» **REQUEST**: Show every line in the records that contains the string "dark". Matching is case-sensitive.

== DATA IN THIS EXERCISE

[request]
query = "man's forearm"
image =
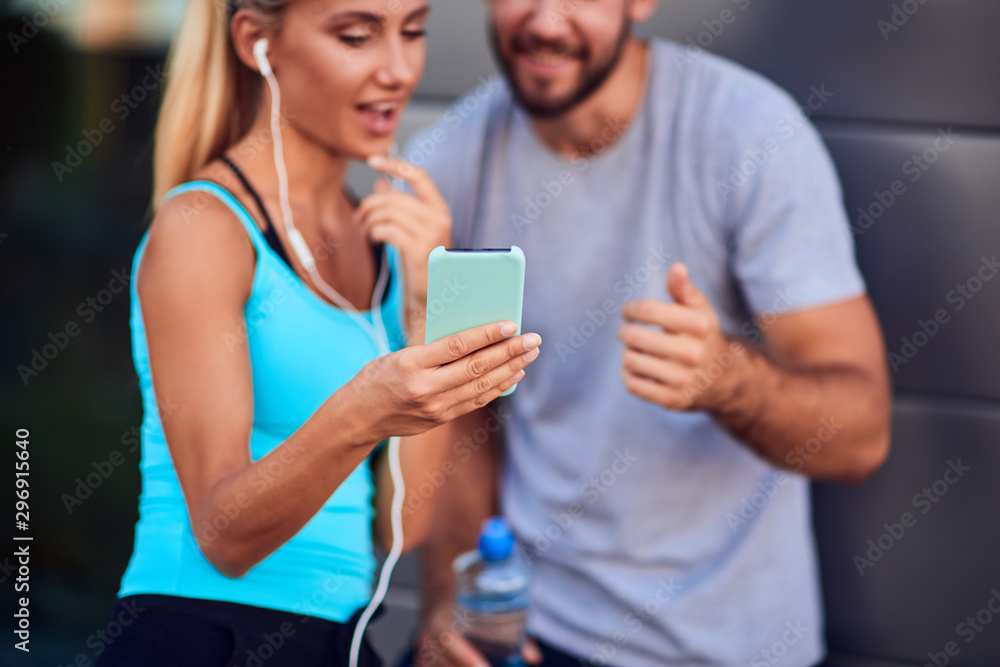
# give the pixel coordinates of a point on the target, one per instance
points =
(827, 422)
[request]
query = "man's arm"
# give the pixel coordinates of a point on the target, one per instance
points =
(818, 401)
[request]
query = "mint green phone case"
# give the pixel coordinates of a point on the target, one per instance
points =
(467, 288)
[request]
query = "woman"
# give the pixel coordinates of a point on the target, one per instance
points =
(263, 399)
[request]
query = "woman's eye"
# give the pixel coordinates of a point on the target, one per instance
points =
(353, 40)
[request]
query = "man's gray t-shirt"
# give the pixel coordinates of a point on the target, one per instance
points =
(656, 538)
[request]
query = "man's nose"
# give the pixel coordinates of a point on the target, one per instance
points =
(549, 19)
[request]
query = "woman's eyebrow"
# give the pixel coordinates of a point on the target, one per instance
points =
(377, 18)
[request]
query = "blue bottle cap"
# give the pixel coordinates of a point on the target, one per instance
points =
(496, 540)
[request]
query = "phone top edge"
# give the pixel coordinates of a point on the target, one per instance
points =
(477, 249)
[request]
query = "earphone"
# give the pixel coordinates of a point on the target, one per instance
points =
(377, 333)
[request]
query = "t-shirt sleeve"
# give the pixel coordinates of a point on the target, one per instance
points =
(789, 233)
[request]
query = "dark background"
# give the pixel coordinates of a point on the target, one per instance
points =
(61, 242)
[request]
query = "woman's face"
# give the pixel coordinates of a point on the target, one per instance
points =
(347, 68)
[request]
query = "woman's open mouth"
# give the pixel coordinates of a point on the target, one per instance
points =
(379, 117)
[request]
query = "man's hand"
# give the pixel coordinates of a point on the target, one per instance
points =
(663, 364)
(441, 644)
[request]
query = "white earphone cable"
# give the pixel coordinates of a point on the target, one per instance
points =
(377, 333)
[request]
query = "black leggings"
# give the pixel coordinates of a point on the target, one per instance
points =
(169, 631)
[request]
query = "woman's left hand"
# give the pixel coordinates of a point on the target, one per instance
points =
(415, 224)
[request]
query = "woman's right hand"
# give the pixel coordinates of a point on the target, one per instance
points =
(419, 387)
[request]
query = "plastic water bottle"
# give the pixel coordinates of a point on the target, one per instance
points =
(492, 598)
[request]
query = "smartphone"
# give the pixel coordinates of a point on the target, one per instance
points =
(469, 287)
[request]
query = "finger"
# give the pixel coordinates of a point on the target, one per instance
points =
(484, 399)
(472, 368)
(665, 372)
(679, 348)
(670, 317)
(460, 344)
(654, 392)
(396, 218)
(418, 179)
(682, 290)
(530, 652)
(454, 650)
(451, 650)
(484, 387)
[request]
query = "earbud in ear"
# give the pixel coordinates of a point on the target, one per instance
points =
(260, 56)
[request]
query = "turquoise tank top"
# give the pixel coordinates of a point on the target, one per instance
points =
(302, 349)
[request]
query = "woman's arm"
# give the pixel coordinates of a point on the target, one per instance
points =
(194, 280)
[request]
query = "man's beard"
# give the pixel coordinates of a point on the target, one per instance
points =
(590, 79)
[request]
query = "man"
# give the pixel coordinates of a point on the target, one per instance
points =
(708, 346)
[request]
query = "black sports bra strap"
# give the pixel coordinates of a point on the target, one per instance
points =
(269, 234)
(272, 238)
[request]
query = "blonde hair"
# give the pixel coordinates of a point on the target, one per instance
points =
(210, 96)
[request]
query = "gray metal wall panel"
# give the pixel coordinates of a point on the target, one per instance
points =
(930, 239)
(939, 570)
(942, 66)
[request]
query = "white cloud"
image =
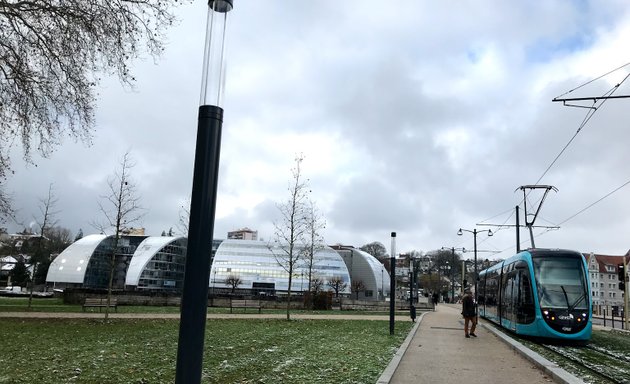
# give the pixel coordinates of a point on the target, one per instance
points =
(419, 118)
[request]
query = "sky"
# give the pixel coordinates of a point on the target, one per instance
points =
(415, 117)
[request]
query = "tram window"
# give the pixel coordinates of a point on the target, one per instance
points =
(526, 311)
(560, 282)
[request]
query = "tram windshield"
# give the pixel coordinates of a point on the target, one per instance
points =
(561, 282)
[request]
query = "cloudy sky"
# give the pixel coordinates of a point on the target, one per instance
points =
(418, 117)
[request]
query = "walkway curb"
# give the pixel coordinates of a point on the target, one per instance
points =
(387, 374)
(558, 374)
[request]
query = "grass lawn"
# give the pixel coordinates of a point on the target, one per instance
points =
(236, 351)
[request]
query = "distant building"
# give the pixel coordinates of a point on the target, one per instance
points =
(243, 234)
(367, 269)
(259, 266)
(603, 271)
(141, 263)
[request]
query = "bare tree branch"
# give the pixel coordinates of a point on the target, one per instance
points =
(291, 230)
(52, 54)
(120, 207)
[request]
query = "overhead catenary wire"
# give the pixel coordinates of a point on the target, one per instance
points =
(592, 80)
(589, 115)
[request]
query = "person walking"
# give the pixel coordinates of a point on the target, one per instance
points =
(469, 311)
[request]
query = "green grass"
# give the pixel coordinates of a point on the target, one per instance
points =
(236, 351)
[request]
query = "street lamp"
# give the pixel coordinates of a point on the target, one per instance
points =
(203, 199)
(453, 249)
(474, 232)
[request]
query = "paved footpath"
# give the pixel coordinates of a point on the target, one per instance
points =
(438, 352)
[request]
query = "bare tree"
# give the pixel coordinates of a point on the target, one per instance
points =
(121, 207)
(233, 281)
(314, 223)
(337, 284)
(45, 221)
(357, 287)
(184, 217)
(52, 54)
(292, 228)
(6, 212)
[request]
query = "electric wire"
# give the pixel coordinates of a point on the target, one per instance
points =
(593, 80)
(589, 115)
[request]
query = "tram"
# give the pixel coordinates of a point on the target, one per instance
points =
(540, 293)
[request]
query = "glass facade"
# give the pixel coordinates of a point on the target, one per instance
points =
(263, 267)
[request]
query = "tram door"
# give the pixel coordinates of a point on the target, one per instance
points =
(525, 312)
(507, 298)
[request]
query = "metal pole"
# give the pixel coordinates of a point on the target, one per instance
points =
(518, 231)
(392, 286)
(194, 305)
(475, 237)
(452, 275)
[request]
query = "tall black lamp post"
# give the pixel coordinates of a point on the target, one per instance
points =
(474, 232)
(203, 200)
(392, 285)
(453, 249)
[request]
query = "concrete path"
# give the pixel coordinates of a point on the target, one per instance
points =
(438, 352)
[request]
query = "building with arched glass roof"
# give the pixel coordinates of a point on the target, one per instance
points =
(152, 263)
(259, 266)
(141, 263)
(366, 269)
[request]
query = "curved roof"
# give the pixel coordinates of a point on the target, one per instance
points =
(257, 262)
(143, 254)
(69, 266)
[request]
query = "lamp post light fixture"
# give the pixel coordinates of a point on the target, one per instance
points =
(474, 232)
(203, 199)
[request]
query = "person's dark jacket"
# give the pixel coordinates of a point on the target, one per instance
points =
(468, 306)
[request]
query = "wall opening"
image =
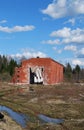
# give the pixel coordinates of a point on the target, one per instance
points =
(36, 75)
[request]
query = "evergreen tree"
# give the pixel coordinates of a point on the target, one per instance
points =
(68, 71)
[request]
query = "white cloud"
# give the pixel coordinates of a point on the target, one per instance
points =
(69, 36)
(56, 41)
(70, 48)
(28, 54)
(80, 53)
(77, 62)
(62, 8)
(72, 21)
(65, 32)
(17, 28)
(3, 21)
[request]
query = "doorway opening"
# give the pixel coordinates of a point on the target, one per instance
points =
(36, 75)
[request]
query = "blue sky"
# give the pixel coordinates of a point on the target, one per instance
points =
(44, 28)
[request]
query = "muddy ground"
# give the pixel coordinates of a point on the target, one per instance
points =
(65, 101)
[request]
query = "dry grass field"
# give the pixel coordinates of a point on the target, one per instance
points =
(64, 101)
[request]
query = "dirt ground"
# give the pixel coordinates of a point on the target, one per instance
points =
(9, 124)
(65, 101)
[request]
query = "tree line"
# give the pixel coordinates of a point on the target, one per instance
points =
(75, 74)
(7, 67)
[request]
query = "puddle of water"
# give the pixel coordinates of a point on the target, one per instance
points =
(18, 117)
(22, 119)
(47, 119)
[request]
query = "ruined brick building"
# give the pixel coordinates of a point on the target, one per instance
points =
(39, 71)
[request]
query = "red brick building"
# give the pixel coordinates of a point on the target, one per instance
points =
(39, 71)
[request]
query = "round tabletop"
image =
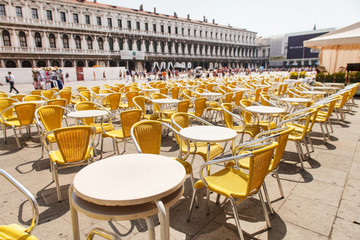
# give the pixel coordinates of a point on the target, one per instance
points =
(299, 100)
(129, 179)
(265, 110)
(208, 134)
(87, 114)
(314, 92)
(165, 101)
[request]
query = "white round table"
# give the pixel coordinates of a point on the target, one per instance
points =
(265, 110)
(87, 114)
(128, 180)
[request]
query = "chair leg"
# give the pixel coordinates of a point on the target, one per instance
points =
(299, 153)
(236, 217)
(264, 209)
(17, 139)
(268, 198)
(322, 131)
(276, 172)
(191, 204)
(56, 176)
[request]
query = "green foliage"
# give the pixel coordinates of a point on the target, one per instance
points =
(293, 75)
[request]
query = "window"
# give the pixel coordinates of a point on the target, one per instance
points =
(121, 43)
(89, 41)
(78, 42)
(87, 19)
(111, 44)
(101, 43)
(18, 11)
(76, 18)
(38, 40)
(62, 17)
(138, 45)
(34, 13)
(65, 41)
(52, 40)
(6, 38)
(49, 15)
(22, 38)
(2, 10)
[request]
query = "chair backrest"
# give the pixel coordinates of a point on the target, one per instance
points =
(50, 116)
(4, 104)
(227, 116)
(128, 119)
(32, 98)
(66, 94)
(130, 96)
(25, 112)
(18, 97)
(258, 168)
(139, 102)
(59, 102)
(238, 97)
(114, 100)
(147, 135)
(36, 92)
(73, 142)
(183, 106)
(279, 151)
(95, 89)
(200, 105)
(48, 94)
(175, 92)
(85, 95)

====

» **RESPONSE TO THE TASK**:
query = "dark background"
query = "person's dark jacket"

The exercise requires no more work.